▼

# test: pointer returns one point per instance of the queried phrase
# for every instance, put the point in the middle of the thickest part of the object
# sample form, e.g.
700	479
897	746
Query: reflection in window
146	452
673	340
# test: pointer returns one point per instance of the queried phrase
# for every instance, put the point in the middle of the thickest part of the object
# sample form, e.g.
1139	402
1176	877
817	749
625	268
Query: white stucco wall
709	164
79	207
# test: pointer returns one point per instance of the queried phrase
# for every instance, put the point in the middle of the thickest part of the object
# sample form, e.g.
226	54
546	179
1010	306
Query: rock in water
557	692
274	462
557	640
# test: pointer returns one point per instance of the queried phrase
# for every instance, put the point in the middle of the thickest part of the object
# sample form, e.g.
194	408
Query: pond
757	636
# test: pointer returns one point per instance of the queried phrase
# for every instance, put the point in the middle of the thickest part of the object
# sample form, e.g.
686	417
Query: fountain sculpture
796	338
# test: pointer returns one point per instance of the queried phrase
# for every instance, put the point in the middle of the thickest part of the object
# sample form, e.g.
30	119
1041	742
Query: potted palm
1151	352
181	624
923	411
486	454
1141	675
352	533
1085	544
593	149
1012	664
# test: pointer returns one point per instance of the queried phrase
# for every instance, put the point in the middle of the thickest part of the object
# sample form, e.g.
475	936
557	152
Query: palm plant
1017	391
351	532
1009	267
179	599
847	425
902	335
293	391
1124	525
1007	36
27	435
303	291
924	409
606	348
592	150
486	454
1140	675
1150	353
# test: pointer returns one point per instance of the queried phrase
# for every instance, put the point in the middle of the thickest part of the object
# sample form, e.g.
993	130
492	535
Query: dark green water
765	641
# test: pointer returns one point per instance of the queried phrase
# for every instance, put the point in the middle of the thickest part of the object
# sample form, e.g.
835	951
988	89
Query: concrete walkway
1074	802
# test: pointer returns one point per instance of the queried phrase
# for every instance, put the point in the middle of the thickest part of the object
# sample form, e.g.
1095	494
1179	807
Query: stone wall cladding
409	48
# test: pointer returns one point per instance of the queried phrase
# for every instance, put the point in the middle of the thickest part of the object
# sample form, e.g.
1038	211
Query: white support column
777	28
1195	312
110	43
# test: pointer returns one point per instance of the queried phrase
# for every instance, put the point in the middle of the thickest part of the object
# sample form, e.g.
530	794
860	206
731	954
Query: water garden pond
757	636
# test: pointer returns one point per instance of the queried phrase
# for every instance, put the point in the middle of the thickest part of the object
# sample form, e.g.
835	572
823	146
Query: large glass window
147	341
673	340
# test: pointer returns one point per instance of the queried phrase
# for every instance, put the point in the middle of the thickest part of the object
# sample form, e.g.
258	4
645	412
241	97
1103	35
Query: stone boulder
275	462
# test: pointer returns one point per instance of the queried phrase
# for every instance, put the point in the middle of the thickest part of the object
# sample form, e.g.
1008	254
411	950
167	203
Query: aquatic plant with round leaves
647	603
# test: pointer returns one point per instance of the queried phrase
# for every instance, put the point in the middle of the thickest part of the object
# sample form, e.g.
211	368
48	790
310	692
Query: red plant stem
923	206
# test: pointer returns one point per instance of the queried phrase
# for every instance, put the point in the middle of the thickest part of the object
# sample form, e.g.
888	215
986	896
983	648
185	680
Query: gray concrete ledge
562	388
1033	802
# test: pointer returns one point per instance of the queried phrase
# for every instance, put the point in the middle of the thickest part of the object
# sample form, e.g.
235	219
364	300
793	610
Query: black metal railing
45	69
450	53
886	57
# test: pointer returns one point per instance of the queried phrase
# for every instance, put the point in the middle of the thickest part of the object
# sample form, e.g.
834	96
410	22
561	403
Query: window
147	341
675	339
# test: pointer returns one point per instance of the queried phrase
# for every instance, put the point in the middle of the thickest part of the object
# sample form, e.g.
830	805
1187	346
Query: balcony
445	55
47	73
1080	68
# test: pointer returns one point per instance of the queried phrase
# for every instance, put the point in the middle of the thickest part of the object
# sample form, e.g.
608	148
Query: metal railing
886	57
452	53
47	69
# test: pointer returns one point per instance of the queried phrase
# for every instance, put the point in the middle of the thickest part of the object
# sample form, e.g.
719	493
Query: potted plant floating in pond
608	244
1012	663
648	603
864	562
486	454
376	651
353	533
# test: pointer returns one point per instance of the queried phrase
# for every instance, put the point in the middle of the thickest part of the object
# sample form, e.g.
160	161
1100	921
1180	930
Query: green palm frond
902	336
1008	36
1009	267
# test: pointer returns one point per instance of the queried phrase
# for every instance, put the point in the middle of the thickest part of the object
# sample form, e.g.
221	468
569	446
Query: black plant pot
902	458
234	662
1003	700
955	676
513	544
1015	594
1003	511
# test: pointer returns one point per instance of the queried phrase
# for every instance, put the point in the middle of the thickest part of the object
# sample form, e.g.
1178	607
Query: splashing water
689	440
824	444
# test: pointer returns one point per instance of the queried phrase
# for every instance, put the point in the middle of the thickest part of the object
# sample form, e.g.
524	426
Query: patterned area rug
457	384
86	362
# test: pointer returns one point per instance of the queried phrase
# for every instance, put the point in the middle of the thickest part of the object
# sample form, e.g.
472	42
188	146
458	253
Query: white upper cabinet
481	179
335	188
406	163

▲
▼

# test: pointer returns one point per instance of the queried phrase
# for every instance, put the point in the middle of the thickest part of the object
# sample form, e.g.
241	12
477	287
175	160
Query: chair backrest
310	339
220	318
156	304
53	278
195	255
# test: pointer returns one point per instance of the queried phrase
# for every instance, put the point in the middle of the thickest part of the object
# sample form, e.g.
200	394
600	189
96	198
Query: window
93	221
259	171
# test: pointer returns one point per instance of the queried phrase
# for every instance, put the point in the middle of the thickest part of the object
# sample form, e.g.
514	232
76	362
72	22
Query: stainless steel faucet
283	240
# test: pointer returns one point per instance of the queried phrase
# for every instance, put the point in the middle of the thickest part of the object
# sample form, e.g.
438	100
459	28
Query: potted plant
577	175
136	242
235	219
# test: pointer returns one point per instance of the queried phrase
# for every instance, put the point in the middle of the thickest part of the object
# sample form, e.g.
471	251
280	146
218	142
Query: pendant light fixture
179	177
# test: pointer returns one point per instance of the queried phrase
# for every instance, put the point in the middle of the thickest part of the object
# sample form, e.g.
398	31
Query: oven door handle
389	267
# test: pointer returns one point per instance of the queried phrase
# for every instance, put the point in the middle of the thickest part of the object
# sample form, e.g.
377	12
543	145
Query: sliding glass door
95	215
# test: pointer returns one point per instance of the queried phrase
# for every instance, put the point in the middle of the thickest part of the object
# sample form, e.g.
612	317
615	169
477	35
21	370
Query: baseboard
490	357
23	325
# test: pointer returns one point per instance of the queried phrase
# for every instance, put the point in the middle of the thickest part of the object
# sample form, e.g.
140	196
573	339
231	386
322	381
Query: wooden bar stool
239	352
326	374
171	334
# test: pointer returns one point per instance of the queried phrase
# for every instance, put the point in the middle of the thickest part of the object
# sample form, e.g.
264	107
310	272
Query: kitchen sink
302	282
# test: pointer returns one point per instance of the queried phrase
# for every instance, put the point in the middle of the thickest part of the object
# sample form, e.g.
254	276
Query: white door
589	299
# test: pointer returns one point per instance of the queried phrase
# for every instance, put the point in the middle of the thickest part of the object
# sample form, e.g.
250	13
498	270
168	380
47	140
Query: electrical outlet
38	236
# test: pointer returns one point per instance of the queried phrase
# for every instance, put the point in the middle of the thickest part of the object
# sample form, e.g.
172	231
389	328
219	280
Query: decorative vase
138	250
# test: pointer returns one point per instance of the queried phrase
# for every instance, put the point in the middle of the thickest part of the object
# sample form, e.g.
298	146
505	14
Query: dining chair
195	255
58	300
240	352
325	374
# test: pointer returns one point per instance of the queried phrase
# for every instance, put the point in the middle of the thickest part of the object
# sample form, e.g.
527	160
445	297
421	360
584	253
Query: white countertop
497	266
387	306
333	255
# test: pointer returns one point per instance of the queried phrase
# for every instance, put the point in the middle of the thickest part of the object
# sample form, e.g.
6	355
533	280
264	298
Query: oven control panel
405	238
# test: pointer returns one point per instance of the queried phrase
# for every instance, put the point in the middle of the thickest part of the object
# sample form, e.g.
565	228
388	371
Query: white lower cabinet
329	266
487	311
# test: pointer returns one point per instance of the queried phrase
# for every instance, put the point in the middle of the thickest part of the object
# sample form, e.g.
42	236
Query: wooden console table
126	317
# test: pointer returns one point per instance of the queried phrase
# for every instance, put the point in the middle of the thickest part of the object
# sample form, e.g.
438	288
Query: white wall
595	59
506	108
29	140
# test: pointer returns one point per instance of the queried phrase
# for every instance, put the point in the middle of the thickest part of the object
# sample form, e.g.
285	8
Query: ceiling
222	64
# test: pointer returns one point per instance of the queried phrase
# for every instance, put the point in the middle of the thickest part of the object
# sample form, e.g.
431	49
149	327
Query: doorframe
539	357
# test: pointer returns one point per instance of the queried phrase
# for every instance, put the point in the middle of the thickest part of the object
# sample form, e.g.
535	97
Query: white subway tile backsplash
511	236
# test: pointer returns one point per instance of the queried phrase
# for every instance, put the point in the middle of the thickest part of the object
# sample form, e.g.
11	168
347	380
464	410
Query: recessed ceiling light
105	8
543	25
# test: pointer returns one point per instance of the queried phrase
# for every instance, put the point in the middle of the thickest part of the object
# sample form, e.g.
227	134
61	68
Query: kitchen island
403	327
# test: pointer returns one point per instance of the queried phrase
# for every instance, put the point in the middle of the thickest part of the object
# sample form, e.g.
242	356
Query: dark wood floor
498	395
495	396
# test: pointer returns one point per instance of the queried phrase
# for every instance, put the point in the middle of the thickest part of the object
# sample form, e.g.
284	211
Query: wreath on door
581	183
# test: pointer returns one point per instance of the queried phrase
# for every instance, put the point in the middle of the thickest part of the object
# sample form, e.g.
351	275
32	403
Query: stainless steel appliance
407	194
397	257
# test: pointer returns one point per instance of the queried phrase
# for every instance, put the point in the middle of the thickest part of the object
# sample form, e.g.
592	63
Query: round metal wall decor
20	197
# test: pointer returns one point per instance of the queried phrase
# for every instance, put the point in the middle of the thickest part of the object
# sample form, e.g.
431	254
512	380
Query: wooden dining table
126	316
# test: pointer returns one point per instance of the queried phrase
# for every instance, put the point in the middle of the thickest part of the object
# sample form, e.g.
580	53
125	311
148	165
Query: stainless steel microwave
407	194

▲

The exercise –
Which lines in the entries above contain the word "dark"? Copy each of those lines in full, treating uppercase and lowercase as different.

Reply to the exercise –
Query: dark green water
Query: dark wood floor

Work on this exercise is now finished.